* [RECORDS SHOWN]
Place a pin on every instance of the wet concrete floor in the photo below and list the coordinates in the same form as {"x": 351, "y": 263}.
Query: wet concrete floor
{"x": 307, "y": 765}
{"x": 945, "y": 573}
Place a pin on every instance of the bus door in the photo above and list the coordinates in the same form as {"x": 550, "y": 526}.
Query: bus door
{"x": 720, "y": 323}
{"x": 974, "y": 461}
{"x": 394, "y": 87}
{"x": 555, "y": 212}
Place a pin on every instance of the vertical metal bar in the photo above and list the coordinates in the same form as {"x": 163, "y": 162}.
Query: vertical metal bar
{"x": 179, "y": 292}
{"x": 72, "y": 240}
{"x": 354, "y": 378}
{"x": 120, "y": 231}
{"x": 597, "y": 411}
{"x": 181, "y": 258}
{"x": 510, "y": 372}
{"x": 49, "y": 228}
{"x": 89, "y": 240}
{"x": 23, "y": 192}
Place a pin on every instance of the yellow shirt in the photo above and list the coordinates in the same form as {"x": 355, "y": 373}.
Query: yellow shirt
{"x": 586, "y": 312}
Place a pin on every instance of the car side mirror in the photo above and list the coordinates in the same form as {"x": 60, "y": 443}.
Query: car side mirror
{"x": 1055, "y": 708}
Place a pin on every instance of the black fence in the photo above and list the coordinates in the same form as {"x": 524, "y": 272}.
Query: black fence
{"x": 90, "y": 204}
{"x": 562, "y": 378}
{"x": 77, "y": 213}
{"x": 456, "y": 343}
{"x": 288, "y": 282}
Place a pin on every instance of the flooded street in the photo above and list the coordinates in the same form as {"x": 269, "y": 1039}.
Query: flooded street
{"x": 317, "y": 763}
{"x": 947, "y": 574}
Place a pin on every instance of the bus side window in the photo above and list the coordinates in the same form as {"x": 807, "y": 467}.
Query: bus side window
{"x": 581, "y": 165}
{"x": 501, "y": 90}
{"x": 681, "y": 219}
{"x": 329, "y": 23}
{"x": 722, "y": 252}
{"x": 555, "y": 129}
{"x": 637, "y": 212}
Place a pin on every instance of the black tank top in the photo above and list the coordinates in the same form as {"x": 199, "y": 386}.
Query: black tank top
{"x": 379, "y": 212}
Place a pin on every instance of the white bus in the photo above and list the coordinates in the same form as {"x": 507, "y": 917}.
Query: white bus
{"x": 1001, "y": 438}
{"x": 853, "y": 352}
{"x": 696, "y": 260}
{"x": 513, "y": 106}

* [EXERCISE OBJECTIVE] Retype the entries one by one, exactly.

* [TASK SOLUTION]
Place a pin on every instance of the wet concrete floor in the photo below and list the coordinates in the same form as {"x": 351, "y": 263}.
Query: wet concrete floor
{"x": 307, "y": 765}
{"x": 945, "y": 573}
Place a pin on every instance of the bus door in the photo above and list the coordinates in the same form as {"x": 550, "y": 526}.
Query: bus door
{"x": 720, "y": 323}
{"x": 974, "y": 461}
{"x": 394, "y": 87}
{"x": 555, "y": 212}
Place a pin on every instance of the vertical metal bar in the photo above and list the coordinates in the same form as {"x": 163, "y": 162}.
Query: vertical metal bar
{"x": 179, "y": 292}
{"x": 72, "y": 240}
{"x": 354, "y": 378}
{"x": 120, "y": 231}
{"x": 597, "y": 411}
{"x": 181, "y": 258}
{"x": 510, "y": 372}
{"x": 49, "y": 228}
{"x": 89, "y": 240}
{"x": 23, "y": 192}
Place a pin on every instance of the yellow shirt in the photo above and list the coordinates in the same form as {"x": 355, "y": 373}.
Query: yellow shirt
{"x": 586, "y": 312}
Place a pin on every instance of the car side mirror in the photo above and list the coordinates in the same form as {"x": 60, "y": 443}.
Query: car side mirror
{"x": 1055, "y": 708}
Place a pin on every instance of the black fence in the photo above and list the coordinates in the same form as {"x": 524, "y": 272}.
Query: black fence
{"x": 90, "y": 204}
{"x": 562, "y": 378}
{"x": 77, "y": 213}
{"x": 456, "y": 343}
{"x": 288, "y": 282}
Place a pin on every instance of the flooded street in the photo above and list the coordinates in the same form as {"x": 269, "y": 1039}.
Query: flooded street
{"x": 317, "y": 763}
{"x": 947, "y": 574}
Place a pin on every instance of the bus side window in the photo above and list the coordinates in the same form as {"x": 807, "y": 467}.
Query: bus side window
{"x": 581, "y": 165}
{"x": 501, "y": 90}
{"x": 681, "y": 219}
{"x": 329, "y": 23}
{"x": 722, "y": 252}
{"x": 555, "y": 129}
{"x": 637, "y": 212}
Place a pin on every instance of the black tank top in the photo above and list the coordinates in the same form as {"x": 199, "y": 386}.
Query: black tank top
{"x": 379, "y": 212}
Place a pin on every instance of the white bus in the photo above and list the coordinates in the same form as {"x": 507, "y": 917}.
Query: white bus
{"x": 1001, "y": 438}
{"x": 853, "y": 352}
{"x": 696, "y": 260}
{"x": 513, "y": 106}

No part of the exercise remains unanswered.